## Start

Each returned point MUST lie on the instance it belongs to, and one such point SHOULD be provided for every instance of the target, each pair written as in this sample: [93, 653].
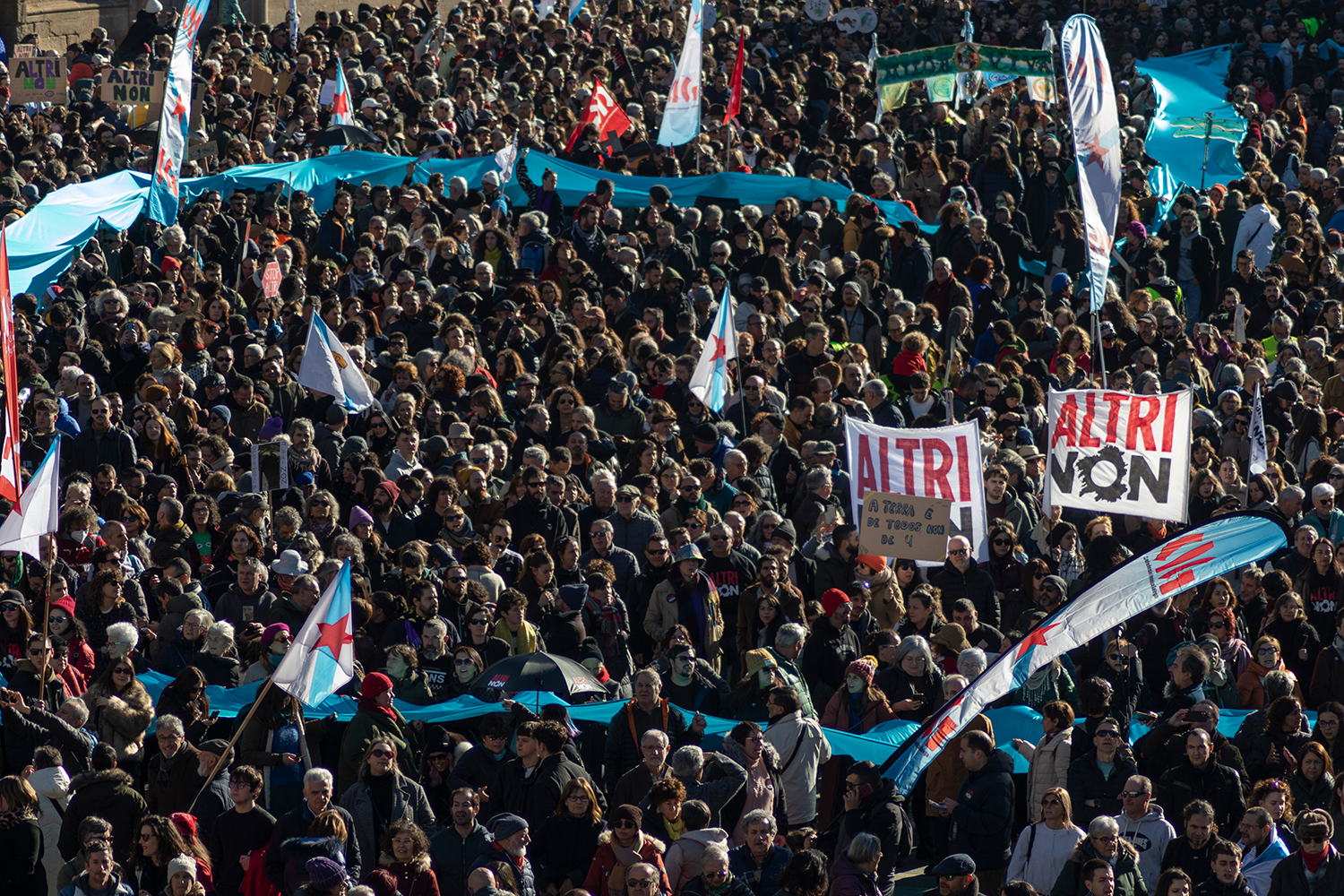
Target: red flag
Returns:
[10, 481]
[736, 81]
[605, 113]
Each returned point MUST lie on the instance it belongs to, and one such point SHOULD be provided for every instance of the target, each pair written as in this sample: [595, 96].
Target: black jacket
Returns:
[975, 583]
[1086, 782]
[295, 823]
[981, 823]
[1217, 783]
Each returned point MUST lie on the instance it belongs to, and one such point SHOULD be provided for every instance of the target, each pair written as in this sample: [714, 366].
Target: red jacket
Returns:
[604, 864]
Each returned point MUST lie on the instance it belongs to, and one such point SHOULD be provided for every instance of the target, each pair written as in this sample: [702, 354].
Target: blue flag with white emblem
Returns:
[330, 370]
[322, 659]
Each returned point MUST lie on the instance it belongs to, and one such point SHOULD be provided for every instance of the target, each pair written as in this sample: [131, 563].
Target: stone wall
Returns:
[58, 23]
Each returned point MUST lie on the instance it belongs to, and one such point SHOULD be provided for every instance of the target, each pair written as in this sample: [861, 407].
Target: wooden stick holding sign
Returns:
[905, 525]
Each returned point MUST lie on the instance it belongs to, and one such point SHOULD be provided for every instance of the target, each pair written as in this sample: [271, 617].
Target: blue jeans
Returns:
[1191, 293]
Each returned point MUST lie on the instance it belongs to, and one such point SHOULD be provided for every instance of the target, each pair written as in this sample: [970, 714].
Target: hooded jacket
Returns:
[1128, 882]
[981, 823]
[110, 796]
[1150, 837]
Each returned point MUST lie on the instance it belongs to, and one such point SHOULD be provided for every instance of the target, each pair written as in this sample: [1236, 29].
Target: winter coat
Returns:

## End

→ **Objective**
Copy word for word the lines from the one containing "sample: [1236, 29]." through the end of the material, including both ends.

→ **Reply**
Each returned point MUST lie on the instance it belongs to, and one such point SHOULD be provided for every instance of the target, each pair written as in this sample: [1236, 29].
Target: winter coat
Returns:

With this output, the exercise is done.